Rewrite the lines of the records from the one containing "task: outline the duck wing" through the end of the records, with "even-odd" changed to "nonzero" and nothing else altered.
__________
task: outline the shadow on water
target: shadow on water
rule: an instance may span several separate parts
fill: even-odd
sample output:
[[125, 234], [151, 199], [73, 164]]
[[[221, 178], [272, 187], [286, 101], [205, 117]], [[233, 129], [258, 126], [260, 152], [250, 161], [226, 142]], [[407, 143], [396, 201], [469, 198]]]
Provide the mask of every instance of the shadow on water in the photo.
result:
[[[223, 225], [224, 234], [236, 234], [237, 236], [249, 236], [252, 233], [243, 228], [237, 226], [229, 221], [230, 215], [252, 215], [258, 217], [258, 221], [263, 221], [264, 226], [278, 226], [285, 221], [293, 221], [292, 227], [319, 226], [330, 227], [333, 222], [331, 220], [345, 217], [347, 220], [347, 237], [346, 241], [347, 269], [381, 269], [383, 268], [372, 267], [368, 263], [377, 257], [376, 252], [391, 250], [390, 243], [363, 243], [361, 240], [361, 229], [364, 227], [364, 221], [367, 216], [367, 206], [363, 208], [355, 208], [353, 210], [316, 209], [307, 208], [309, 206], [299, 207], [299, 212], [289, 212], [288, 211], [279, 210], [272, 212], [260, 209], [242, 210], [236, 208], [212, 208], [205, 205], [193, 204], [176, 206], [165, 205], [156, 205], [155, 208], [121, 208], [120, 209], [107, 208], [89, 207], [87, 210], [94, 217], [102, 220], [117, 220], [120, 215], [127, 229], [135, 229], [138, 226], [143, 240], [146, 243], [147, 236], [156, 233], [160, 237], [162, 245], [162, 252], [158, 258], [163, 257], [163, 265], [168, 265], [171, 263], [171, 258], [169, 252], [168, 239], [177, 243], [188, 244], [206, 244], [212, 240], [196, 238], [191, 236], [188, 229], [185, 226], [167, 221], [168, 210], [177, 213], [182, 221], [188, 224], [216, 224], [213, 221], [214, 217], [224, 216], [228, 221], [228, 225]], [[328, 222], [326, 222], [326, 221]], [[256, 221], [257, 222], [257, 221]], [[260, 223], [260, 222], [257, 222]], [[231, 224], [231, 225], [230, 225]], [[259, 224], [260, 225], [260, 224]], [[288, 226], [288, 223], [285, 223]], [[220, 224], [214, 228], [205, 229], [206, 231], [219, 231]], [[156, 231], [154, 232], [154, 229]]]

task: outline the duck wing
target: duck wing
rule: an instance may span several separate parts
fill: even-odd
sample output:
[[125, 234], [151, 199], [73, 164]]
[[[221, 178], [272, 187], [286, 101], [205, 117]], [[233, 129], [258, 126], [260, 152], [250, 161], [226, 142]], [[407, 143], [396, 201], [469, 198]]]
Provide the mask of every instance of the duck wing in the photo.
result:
__________
__WRITTEN SOLUTION__.
task: outline the duck wing
target: duck wing
rule: an instance may span several separate parts
fill: nonzero
sample output:
[[125, 234], [151, 199], [73, 164]]
[[[221, 178], [272, 187], [286, 101], [205, 117]], [[233, 129], [258, 126], [260, 152], [250, 161], [226, 142]], [[407, 143], [396, 201], [469, 198]]]
Provide the mask of every instance of the duck wing in the photo.
result:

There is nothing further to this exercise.